Job 1:
Please rewrite the paragraph of the audio-visual speech recognition README that begins "For visual corruption modeling" as a short list, keeping its file name and paths.
Job 2:
Carry on writing the audio-visual speech recognition README, starting after its last sentence.

Excerpt to read:
╔══
This repository contains the PyTorch implementation of the following papers:
Watch or Listen: Robust Audio-Visual Speech Recognition with Visual Corruption Modeling and Reliability Scoring (CVPR2023) - AVRelScore
Joanna Hong*, Minsu Kim*, Jeongsoo Choi, and Yong Man Ro (*Equal contribution)
[Paper] [Demo Video]
Visual Context-driven Audio Feature Enhancement for Robust End-to-End Audio-Visual Speech Recognition (Interspeech 2022) - VCAFE
Joanna Hong*, Minsu Kim*, and Yong Man Ro (*Equal contribution) [Paper]
- python 3.8
- pytorch 1.8 ~ 1.9
- torchvision
- torchaudio
- ffmpeg
- av
- tensorboard
- scikit-image
- opencv-python
- pillow
- librosa
- scipy
- albumentations
LRS2/LRS3 dataset can be downloaded from the below link.
For data preprocessing, download the landmark of LRS2 and LRS3 from the repository. (Landmarks for "VSR for multiple languages models")
For visual corruption modeling, download coco_object.7z
from the repository.
Unzip and put the files at
./occlusion_patch/object_image_sr
./occlusion_patch/object_mask_x4
For audio corruption modeling, download babble noise file from here.
put the file at
./src/data/babbleNoise_resample_16K.npy
For initializing visual frontend and audio frontend, please download the pre-trained models from the repository. (resnet18_dctcn_audio/resnet18_dctcn_video)
╚══
Recorded information:
╔══
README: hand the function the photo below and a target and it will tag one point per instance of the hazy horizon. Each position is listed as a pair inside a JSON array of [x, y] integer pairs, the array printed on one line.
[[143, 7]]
╚══
Answer 1:
- Download coco_object.7z from the repository (used for visual corruption modeling).
- Unzip it.
- Put the files at ./occlusion_patch/object_image_sr and ./occlusion_patch/object_mask_x4.

Answer 2:
Put the .tar file at
./checkpoints/frontend/lrw_resnet18_dctcn_audio.pth.tar
./checkpoints/frontend/lrw_resnet18_dctcn_video.pth.tar
After download the dataset and landmark, we 1) align and crop the lip centered video, 2) extract audio, 3) obtain aligned landmark. We suppose the data directory is constructed as
LRS2
├── main
| ├── *
| | └── *.mp4
| | └── *.txt
├── pretrain
| ├── *
| | └── *.mp4
| | └── *.txt
LRS3
├── trainval
| ├── *
| | └── *.mp4
| | └── *.txt
├── pretrain
| ├── *
| | └── *.mp4
| | └── *.txt
├── test
| ├── *
| | └── *.mp4
| | └── *.txt
Run preprocessing with the following commands:
# For LRS2
python preprocessing.py \
--data_path '/path_to/LRS2' \
--data_type LRS2 \
--landmark_path '/path_to/LRS2_landmarks' \
--save_path '/path_to/LRS2_processed'
# For LRS3
python preprocessing.py \
--data_path '/path_to/LRS3' \
--data_type LRS3 \
--landmark_path '/path_to/LRS3_landmarks' \
--save_path '/path_to/LRS3_processed'
Basically, you can choice model architecture with the parameter architecture
.
There are three options for the architecture
: AVRelScore
, VCAFE
, Conformer
.
To train the model, run following command:
# AVRelScore: Distributed training example using 2 GPUs on LRS2 (nproc_per_node should have the same number with gpus)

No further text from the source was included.